::: Given records

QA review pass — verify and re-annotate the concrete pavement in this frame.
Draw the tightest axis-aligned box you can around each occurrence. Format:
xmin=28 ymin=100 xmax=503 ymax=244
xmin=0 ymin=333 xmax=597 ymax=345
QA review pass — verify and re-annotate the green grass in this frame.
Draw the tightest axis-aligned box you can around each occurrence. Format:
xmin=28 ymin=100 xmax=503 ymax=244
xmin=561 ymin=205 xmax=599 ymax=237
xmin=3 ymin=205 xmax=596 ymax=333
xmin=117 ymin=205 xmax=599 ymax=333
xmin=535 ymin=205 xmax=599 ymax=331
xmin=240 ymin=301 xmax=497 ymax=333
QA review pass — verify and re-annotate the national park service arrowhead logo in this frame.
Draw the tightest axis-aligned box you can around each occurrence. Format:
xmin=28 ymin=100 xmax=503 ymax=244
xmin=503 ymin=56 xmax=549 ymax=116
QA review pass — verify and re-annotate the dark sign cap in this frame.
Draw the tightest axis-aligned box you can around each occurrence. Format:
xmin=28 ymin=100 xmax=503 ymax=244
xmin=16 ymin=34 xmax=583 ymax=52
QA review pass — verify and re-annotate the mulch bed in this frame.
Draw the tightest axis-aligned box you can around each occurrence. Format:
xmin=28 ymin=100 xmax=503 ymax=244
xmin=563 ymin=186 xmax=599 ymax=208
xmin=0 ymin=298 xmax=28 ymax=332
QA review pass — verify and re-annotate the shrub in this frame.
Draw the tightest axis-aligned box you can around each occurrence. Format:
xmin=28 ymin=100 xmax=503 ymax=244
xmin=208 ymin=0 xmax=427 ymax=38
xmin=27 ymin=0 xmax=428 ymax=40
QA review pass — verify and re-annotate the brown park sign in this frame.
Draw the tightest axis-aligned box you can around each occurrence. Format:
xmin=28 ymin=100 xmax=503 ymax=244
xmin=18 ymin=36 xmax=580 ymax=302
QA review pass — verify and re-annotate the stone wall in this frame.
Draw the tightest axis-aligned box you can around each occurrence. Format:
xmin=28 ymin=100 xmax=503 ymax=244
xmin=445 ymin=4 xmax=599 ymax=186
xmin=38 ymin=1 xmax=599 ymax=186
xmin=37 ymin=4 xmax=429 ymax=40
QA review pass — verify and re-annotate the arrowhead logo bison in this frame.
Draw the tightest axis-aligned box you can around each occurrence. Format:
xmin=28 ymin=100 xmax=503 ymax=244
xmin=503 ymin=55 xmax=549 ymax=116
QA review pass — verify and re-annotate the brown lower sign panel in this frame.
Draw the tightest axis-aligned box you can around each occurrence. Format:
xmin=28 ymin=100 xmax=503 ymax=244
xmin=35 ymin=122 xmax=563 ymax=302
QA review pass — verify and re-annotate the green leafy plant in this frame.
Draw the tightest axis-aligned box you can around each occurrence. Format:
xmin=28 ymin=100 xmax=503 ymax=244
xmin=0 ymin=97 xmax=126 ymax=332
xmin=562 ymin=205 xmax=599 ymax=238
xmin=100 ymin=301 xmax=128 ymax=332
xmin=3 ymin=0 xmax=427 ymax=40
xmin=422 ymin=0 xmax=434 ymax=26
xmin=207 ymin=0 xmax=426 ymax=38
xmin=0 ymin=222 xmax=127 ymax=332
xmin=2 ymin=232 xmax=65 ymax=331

::::::

What is expected
Among the lines of the preceding data, which ones hold the word "brown"? List them.

Finished task
QA review pass — verify and re-annotate the brown park sign in this frame.
QA review pass — verify and re-annotate the brown lower sign panel in this frame.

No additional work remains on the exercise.